Stored records
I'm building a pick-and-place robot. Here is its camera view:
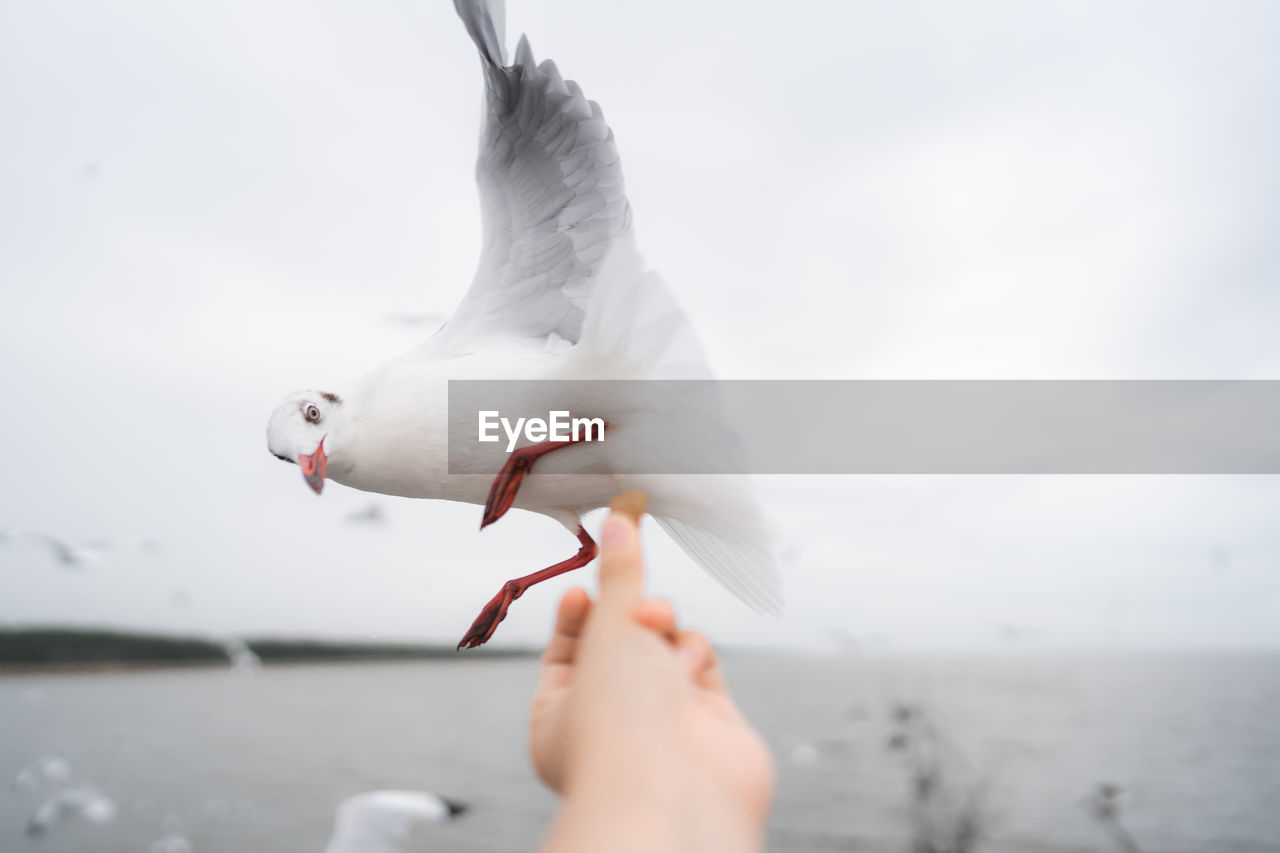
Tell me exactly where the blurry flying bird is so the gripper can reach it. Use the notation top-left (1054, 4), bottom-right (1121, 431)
top-left (325, 790), bottom-right (467, 853)
top-left (347, 503), bottom-right (387, 525)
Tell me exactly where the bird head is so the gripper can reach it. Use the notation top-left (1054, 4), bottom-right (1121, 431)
top-left (266, 391), bottom-right (349, 494)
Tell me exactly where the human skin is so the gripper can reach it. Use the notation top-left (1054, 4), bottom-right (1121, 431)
top-left (530, 512), bottom-right (773, 853)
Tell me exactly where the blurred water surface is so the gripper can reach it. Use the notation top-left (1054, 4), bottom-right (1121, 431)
top-left (0, 654), bottom-right (1280, 853)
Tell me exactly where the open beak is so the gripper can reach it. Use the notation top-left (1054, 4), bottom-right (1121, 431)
top-left (298, 438), bottom-right (329, 494)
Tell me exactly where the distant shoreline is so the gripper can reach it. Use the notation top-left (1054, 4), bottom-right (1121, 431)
top-left (0, 628), bottom-right (538, 675)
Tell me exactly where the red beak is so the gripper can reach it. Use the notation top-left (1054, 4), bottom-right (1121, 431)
top-left (298, 438), bottom-right (329, 494)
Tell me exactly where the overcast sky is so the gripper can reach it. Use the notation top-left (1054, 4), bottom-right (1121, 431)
top-left (0, 0), bottom-right (1280, 649)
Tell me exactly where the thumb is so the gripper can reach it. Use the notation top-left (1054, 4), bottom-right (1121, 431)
top-left (600, 492), bottom-right (645, 613)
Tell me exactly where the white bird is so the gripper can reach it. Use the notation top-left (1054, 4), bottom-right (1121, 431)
top-left (223, 637), bottom-right (262, 672)
top-left (325, 790), bottom-right (467, 853)
top-left (27, 784), bottom-right (115, 835)
top-left (347, 503), bottom-right (387, 525)
top-left (268, 0), bottom-right (781, 648)
top-left (13, 756), bottom-right (72, 794)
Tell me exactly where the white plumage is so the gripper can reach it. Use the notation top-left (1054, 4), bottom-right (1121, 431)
top-left (268, 0), bottom-right (781, 644)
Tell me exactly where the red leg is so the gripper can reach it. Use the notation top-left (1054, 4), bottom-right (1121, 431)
top-left (480, 427), bottom-right (603, 530)
top-left (458, 525), bottom-right (599, 648)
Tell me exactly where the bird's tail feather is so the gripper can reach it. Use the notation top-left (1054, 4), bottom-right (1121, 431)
top-left (577, 242), bottom-right (782, 613)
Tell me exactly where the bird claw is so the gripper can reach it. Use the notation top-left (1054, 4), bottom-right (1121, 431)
top-left (458, 580), bottom-right (520, 651)
top-left (480, 448), bottom-right (540, 530)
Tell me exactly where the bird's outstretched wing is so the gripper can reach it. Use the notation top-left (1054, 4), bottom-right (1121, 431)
top-left (426, 0), bottom-right (631, 352)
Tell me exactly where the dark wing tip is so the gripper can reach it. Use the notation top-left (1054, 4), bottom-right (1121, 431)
top-left (440, 797), bottom-right (471, 818)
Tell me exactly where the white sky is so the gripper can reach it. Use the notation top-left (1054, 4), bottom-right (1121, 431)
top-left (0, 0), bottom-right (1280, 648)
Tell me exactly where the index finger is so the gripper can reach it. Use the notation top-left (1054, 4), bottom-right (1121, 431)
top-left (600, 492), bottom-right (648, 613)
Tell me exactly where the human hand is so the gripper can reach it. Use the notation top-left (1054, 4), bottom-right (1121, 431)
top-left (530, 502), bottom-right (773, 850)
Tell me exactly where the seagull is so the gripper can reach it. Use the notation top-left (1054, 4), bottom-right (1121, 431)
top-left (325, 790), bottom-right (468, 853)
top-left (13, 756), bottom-right (72, 794)
top-left (27, 784), bottom-right (115, 836)
top-left (268, 0), bottom-right (781, 648)
top-left (347, 503), bottom-right (387, 525)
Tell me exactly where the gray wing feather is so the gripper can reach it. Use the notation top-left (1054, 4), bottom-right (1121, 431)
top-left (431, 0), bottom-right (631, 351)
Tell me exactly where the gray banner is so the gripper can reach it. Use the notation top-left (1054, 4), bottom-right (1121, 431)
top-left (449, 380), bottom-right (1280, 474)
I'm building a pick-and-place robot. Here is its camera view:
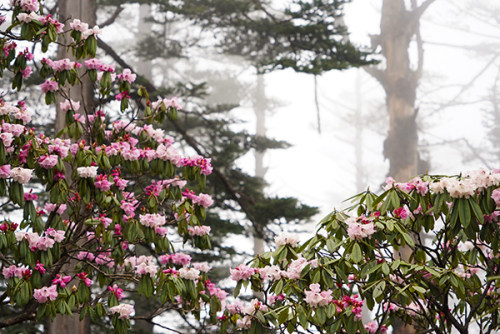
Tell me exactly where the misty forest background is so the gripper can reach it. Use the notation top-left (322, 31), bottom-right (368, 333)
top-left (3, 0), bottom-right (500, 332)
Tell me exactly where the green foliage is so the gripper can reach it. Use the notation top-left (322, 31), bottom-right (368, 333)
top-left (227, 170), bottom-right (500, 333)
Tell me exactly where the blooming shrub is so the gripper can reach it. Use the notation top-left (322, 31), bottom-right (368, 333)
top-left (0, 0), bottom-right (226, 333)
top-left (222, 169), bottom-right (500, 333)
top-left (0, 0), bottom-right (500, 333)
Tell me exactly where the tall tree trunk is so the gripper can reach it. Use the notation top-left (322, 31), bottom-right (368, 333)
top-left (354, 71), bottom-right (366, 193)
top-left (55, 0), bottom-right (97, 133)
top-left (46, 0), bottom-right (96, 334)
top-left (253, 73), bottom-right (267, 256)
top-left (367, 0), bottom-right (435, 334)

● WORK TO BE COMPLETED:
Rewrite everything from the line containing "Tell me exactly where the bird's tail" down to the line containing "top-left (480, 448), bottom-right (540, 530)". Leave each item's wording as it is, but increase every coordinate in the answers by 111.

● SOLUTION TO THIS TASK:
Tell me exactly where the bird's tail feather is so the gripper can reach it. Use the notation top-left (1054, 4), bottom-right (1121, 431)
top-left (688, 353), bottom-right (893, 724)
Tell me exactly where the bird claw is so the gripper can reach it. Use the notation top-left (1054, 4), bottom-right (1121, 431)
top-left (569, 691), bottom-right (631, 762)
top-left (591, 559), bottom-right (651, 641)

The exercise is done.